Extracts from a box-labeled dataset
=======
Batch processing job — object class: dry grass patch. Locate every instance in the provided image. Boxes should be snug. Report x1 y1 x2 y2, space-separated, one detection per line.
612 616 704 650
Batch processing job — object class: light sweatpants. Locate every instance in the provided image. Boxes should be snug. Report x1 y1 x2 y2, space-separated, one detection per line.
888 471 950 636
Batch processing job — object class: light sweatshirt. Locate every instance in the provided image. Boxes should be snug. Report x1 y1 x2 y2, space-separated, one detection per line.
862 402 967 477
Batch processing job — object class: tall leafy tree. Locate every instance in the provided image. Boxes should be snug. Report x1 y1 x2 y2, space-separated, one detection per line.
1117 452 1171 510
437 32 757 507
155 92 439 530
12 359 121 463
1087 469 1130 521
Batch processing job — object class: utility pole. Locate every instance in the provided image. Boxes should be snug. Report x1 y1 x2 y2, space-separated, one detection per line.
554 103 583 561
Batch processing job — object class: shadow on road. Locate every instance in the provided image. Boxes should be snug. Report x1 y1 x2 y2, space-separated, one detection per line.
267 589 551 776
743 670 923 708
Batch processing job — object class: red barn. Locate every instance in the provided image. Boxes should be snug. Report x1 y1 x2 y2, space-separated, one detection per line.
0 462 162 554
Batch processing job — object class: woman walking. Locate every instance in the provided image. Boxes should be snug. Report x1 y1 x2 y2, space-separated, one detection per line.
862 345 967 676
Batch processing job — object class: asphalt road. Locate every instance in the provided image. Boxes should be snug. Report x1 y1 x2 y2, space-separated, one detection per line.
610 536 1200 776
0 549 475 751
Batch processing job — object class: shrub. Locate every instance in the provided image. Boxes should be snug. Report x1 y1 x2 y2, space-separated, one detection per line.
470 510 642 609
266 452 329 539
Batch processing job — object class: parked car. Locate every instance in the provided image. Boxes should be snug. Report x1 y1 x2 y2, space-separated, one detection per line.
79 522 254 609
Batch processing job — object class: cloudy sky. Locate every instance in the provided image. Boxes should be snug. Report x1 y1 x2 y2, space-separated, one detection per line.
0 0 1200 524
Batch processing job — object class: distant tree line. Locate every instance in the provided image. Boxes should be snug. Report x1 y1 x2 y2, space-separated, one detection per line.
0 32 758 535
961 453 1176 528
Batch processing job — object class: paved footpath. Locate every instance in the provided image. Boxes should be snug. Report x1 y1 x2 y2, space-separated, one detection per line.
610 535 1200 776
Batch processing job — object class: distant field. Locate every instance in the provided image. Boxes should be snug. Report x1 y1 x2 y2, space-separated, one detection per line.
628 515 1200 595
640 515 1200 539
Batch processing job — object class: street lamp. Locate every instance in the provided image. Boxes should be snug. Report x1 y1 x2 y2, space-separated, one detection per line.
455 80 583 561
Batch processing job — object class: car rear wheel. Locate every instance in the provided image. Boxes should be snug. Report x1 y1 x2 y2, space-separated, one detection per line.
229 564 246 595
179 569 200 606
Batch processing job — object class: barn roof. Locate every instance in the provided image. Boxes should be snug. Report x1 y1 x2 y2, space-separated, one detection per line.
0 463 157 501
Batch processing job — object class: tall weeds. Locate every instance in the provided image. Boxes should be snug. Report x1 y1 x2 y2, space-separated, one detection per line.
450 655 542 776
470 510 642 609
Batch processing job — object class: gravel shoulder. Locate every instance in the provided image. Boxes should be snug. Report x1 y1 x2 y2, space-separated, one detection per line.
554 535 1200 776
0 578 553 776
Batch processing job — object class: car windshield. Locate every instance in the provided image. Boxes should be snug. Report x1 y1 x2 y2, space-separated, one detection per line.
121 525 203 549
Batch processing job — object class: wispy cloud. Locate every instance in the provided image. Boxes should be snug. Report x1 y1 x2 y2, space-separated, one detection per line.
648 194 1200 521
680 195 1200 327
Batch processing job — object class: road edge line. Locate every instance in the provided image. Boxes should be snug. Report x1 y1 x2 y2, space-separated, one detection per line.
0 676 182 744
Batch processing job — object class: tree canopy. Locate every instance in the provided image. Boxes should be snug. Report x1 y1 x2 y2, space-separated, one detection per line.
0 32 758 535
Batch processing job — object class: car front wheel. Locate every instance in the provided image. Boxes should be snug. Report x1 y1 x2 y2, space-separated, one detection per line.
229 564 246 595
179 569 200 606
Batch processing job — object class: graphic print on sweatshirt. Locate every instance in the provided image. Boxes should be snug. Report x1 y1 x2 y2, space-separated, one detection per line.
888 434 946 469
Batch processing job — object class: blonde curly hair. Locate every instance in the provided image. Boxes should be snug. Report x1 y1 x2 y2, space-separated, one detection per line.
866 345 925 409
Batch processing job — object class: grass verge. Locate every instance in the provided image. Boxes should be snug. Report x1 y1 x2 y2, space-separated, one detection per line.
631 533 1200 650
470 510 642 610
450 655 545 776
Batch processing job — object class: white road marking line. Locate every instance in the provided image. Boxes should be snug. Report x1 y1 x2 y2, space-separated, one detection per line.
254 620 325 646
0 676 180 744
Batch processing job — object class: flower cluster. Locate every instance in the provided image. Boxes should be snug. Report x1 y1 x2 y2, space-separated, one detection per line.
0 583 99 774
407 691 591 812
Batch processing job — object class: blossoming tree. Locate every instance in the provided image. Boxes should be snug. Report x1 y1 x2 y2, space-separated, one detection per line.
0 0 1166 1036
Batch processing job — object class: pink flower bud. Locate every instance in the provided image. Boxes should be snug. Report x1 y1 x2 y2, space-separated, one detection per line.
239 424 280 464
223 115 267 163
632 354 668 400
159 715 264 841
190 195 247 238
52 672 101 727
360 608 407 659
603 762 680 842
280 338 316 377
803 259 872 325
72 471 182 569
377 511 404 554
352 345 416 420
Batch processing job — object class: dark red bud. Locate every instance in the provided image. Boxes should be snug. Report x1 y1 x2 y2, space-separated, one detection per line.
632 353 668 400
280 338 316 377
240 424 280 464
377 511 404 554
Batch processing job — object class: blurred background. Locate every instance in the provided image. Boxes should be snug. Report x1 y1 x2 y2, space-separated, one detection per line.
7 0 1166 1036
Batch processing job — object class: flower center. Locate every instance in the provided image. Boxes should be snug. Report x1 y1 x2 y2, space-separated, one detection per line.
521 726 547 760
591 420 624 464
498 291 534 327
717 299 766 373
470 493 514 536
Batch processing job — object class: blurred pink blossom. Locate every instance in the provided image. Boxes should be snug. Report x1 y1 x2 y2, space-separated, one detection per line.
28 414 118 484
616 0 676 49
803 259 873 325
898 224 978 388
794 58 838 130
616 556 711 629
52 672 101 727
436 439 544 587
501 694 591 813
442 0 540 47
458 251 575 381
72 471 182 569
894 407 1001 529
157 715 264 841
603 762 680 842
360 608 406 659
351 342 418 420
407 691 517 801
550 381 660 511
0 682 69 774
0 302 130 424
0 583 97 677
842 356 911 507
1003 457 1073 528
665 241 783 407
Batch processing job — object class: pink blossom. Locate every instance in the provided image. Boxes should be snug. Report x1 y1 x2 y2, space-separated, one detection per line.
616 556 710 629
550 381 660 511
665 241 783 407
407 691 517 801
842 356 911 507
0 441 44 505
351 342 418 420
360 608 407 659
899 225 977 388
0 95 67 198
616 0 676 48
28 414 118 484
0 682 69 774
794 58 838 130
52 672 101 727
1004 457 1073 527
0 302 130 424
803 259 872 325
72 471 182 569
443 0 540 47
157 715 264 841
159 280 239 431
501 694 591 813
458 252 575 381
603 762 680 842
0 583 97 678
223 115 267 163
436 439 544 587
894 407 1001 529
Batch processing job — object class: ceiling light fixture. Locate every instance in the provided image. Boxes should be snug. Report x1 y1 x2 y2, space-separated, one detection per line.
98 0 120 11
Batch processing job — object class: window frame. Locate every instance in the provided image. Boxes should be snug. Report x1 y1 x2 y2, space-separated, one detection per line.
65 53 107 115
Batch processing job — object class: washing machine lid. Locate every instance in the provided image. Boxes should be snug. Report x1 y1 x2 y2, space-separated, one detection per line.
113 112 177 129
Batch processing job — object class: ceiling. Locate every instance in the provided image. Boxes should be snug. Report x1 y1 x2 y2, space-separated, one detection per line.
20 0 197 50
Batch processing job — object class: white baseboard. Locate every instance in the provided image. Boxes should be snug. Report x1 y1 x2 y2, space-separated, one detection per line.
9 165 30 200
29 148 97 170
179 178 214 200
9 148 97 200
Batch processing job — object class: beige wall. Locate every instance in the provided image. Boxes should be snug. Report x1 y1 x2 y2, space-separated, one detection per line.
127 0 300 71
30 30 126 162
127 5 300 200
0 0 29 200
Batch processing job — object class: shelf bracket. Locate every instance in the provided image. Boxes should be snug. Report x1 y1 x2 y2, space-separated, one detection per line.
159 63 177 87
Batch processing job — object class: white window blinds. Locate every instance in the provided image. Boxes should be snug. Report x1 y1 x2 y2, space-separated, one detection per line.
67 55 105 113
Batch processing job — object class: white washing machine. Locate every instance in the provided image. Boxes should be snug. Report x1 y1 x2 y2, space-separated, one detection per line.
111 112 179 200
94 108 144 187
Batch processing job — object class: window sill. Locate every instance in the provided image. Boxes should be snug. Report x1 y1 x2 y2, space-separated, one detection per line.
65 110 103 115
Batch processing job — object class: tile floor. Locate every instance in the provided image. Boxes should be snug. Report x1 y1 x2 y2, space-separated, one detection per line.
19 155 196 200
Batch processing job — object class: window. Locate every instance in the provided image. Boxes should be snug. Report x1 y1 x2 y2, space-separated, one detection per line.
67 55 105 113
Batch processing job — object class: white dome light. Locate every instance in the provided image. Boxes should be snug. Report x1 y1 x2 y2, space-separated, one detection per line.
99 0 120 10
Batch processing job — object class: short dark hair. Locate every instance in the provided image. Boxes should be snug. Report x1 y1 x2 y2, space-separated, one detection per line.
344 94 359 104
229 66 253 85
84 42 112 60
=======
Gather every line of the records above that contains the string "frame", treating uppercase and lowercase as distinct.

Batch processing job — object class: window frame. Locate every instance in the provided image. Boxes should be snug. Report x1 y1 x2 y2, space-separated, one detection per line.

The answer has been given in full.